What follows is a listing. Return every line of it exactly.

(Data entries)
================
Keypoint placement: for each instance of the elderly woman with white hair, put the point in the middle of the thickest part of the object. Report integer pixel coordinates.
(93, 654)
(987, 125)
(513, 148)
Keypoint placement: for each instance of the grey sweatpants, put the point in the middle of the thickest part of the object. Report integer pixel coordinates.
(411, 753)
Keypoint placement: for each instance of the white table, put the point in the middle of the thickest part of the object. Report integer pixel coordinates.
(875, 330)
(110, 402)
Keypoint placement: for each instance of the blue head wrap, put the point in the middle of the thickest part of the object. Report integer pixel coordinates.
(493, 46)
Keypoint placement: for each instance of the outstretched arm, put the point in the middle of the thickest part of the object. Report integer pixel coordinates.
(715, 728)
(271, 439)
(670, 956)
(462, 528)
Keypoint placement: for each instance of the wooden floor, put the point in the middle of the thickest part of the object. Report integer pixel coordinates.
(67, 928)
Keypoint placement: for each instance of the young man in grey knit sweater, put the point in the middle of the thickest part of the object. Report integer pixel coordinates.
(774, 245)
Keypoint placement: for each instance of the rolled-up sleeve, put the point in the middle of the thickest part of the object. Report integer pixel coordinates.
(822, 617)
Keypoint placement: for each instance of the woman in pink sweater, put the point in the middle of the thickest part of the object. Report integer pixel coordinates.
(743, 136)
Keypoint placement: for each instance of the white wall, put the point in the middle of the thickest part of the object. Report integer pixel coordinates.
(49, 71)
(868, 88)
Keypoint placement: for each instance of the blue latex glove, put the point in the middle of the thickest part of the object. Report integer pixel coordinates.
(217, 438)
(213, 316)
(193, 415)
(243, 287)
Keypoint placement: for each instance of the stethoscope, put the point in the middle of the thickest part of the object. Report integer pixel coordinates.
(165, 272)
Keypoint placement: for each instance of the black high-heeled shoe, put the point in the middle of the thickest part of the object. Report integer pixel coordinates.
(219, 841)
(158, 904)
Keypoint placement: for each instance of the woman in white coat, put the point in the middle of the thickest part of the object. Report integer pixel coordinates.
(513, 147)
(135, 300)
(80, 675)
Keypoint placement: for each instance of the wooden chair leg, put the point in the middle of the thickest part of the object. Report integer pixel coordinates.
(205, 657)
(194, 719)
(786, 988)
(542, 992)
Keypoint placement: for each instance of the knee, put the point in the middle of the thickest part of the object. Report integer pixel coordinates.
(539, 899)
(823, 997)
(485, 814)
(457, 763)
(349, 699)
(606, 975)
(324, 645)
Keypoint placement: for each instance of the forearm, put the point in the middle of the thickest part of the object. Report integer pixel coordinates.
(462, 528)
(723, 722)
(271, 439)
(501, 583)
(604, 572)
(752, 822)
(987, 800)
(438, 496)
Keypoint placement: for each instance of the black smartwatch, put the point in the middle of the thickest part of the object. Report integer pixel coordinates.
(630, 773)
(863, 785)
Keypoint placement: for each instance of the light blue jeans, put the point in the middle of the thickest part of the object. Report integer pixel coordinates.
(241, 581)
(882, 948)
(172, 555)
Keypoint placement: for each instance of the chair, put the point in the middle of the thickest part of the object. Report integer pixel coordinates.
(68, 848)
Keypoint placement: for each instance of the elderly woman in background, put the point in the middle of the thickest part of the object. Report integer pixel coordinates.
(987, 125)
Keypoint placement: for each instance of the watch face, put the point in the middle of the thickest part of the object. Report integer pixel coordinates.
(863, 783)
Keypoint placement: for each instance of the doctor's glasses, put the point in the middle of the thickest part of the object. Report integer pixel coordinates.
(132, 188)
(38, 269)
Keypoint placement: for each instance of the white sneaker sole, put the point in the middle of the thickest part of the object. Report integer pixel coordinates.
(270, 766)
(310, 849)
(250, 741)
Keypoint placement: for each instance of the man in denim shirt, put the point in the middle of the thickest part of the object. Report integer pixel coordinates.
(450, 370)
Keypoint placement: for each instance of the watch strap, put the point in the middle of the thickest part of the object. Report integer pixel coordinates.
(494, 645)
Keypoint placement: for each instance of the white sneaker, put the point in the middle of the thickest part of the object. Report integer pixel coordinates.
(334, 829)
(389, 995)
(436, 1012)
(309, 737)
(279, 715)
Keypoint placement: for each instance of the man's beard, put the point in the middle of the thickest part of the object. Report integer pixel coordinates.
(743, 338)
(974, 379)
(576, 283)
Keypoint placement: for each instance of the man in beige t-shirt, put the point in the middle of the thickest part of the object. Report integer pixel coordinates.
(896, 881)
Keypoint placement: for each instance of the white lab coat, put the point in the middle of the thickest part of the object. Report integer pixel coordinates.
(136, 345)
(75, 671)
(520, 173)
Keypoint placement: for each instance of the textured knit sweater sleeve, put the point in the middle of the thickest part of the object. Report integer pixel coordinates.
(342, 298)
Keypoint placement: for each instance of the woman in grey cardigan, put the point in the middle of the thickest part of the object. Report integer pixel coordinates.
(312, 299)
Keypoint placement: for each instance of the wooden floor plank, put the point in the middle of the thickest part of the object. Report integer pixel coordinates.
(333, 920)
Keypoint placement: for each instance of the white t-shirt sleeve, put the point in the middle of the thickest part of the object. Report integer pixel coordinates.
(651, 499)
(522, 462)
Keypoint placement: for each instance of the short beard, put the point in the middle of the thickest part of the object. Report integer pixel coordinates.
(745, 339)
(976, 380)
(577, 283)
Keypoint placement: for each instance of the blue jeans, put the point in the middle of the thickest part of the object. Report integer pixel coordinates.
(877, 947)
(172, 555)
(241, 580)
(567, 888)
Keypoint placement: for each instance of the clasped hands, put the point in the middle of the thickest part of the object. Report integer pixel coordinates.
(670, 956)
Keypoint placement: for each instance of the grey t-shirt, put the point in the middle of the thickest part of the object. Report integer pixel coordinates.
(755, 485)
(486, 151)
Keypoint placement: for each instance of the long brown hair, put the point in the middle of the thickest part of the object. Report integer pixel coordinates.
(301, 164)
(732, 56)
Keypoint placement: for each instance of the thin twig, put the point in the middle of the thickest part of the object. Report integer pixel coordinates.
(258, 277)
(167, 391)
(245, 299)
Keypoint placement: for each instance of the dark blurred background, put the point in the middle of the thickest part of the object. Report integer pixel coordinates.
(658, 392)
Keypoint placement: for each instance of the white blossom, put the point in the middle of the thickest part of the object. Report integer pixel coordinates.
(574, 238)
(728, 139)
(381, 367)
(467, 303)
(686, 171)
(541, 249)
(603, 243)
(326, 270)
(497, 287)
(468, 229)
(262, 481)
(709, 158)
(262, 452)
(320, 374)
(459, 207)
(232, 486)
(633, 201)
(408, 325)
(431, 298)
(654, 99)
================
**ANSWER TO THE PROBLEM:**
Keypoint placement: for each instance of the elderly woman with white hair, put the point in the middle of the thickest part of the object. Report integer pixel coordinates.
(93, 654)
(987, 125)
(513, 148)
Keypoint placement: for each instance of the grey sweatpants, put the point in the middle of the thickest part of the object. Report integer pixel coordinates.
(411, 753)
Keypoint placement: for each instance of the white table, put the point in the middle of the thickest part of the object. Report integer pixel coordinates.
(875, 330)
(110, 402)
Keypoint placement: for each instance of the blue head wrap, put the point in the middle of the thickest part of the object. Report integer pixel coordinates.
(493, 46)
Keypoint placement: for each instance of the outstretched arm, put the point in the middle of the thickest part of the object. Report integer pixel coordinates.
(715, 728)
(271, 439)
(670, 956)
(462, 528)
Keypoint placement: for each instance of the wooden floor, put the point in the middle of the thickest part of the object. Report integer pixel coordinates.
(67, 928)
Keypoint placement: for each instance of the young man in grey knit sweater, put the point in the middle of the thickest part of the object. Report integer pixel coordinates.
(774, 245)
Keypoint placement: for each instance of the rolled-up sleeve, put the point in the middle of the thickest part of the object. Report integer pixel coordinates.
(822, 617)
Keypoint placement: for each instance of the woman in pink sweater, put the point in the middle of the thickest part of the object. Report integer pixel coordinates.
(743, 136)
Keypoint placement: for each instance of the white wall, put the point in the middle of the thickest part of the object. Report integer pixel coordinates.
(49, 71)
(868, 88)
Keypoint placement: for each instance of the blue latex glove, put the point in the middle of the thickest part of the object. Report integer pixel coordinates.
(217, 438)
(213, 316)
(193, 415)
(243, 287)
Keypoint placement: for each instance of the stethoscope, put the point in the middle of the thickest part of the object. Report integer pixel coordinates.
(165, 272)
Keypoint placement: for each instance of the black high-heeled shoe, put the point in the middle of the thickest part of the object. Report integer pixel coordinates.
(219, 841)
(158, 904)
Keypoint placement: for each instance of the woman in white coat, put the point in the middle of the thickest part of the object. Report integer pixel coordinates.
(513, 147)
(135, 300)
(80, 675)
Keypoint placement: for each instance of the wooden chair leg, put the point in the middle of the thickest part of the object. Report integer pixel coordinates.
(205, 657)
(194, 719)
(786, 988)
(542, 992)
Keypoint placement: for each instance of the knee, put the point in the middle of the thickest part of the object. Report integer pixel coordinates.
(539, 899)
(823, 997)
(485, 814)
(457, 763)
(349, 699)
(606, 975)
(324, 645)
Keypoint placement: for each instance of the forearm, put the point in the middle of the thickest part of the object. Report integer pixel coordinates.
(462, 528)
(723, 722)
(271, 439)
(501, 583)
(604, 572)
(752, 822)
(987, 800)
(438, 496)
Keypoint placement: for each instance of the black smartwatch, put the point in the middle of the thickest part of the object. Report integer pixel coordinates.
(630, 773)
(863, 785)
Keypoint placement: for each instance of the light blue jeans, put the point in the middle of the thickest part of the object. Report integer pixel coordinates.
(241, 581)
(882, 948)
(172, 555)
Keypoint placement: for each instance of the chair, put the point in the middle of the thickest part of the object. Report integer pixel coordinates.
(68, 848)
Keypoint placement: for each instance of the elderly woman in background, put the point in the middle of the thickest part of the object. Report integer pixel coordinates.
(987, 125)
Keypoint placement: for each instance of the watch face, put the point in the middle of the thickest part of the object. Report integer pixel coordinates.
(863, 783)
Keypoint placement: for each instance of the doctor's glasses, put the point in the middle of the thickest part of the object. Report integer pixel coordinates.
(132, 188)
(38, 269)
Keypoint placement: for each instance of the white sneaker sole, put the point in the middle of the thickest part of the object. Report integer pixel coordinates.
(270, 766)
(310, 849)
(250, 741)
Keypoint placement: for each instance of the man in denim shirt, put the point in the middle of the thickest part of the object. Report integer pixel coordinates.
(450, 370)
Keypoint placement: for each instance of the watch strap, put the point in the middle of the thickest part of the object. Report integer pixel coordinates.
(494, 645)
Keypoint placement: for each instance of the white sneaker, put the point in the middle of the thickest part of the object. Report integer pixel coordinates.
(334, 829)
(389, 995)
(436, 1012)
(309, 737)
(279, 715)
Keypoint placement: for each instance of the man's beard, put the point in the middle of the thickest part of the object. Report integer pixel coordinates.
(743, 338)
(974, 379)
(576, 283)
Keypoint placement: for each instance of the man in beige t-shirt, put the point in the middle of the thickest part of the object. Report integer pixel coordinates.
(896, 881)
Keypoint placement: for each instance of the white lab coat, put the point in the middle of the thickest part of the object. Report integer pixel coordinates.
(136, 345)
(75, 671)
(520, 173)
Keypoint placement: for each instance of the textured knit sweater sleeve, put the point in the middle of the thickest part of the object. Report integer pixel coordinates.
(342, 298)
Keypoint placement: for each instance of the woman in grey cardigan, put the point in the middle of the thickest part of the object. Report integer pixel coordinates.
(312, 299)
Keypoint placement: for each instance of the wooden floor plank, put the point in the middle of the thickest part of the object. Report integer pixel coordinates.
(333, 920)
Keypoint placement: for each instance of the white t-shirt sleeve, put the point in the middle of the thickest part of the object. Report integer pixel coordinates.
(651, 499)
(522, 462)
Keypoint placement: for each instance of the short beard, put the point in the middle of the thickest part of the object. Report integer pixel coordinates.
(745, 339)
(976, 380)
(577, 283)
Keypoint placement: for each instance of the blue jeans, put the point in the middle of the thickest part of the object. Report integer pixel coordinates.
(877, 947)
(172, 555)
(241, 580)
(567, 888)
Keypoint placement: for each instance of the clasped hands, put the point in the middle of the thickest part of the object. Report integer pixel coordinates.
(670, 956)
Keypoint placement: for each instance of the grey t-shirt, put the point in the middle of the thickest part of the object. Report integer pixel coordinates.
(755, 485)
(486, 151)
Keypoint placement: for each instance of the long brown hair, put the point in the middle of the thickest part of the object. Report integer pixel coordinates.
(301, 164)
(732, 56)
Keypoint placement: for each instance of the thin twig, put the point in the middle of the thickest part of the object. Report integer pixel coordinates.
(258, 277)
(167, 391)
(245, 299)
Keypoint placement: for each instance of the dark blurred background, put the point in the middle of the thickest part of the object. Report integer pixel coordinates.
(658, 392)
Keypoint placement: for each instance of the white blossom, put the point in the middle of the thickest part of the object. Report integer pixel coordinates.
(574, 238)
(728, 139)
(381, 367)
(467, 303)
(686, 171)
(541, 249)
(603, 243)
(326, 270)
(497, 287)
(468, 229)
(262, 481)
(709, 158)
(262, 452)
(320, 374)
(459, 207)
(232, 486)
(633, 201)
(408, 325)
(431, 298)
(654, 99)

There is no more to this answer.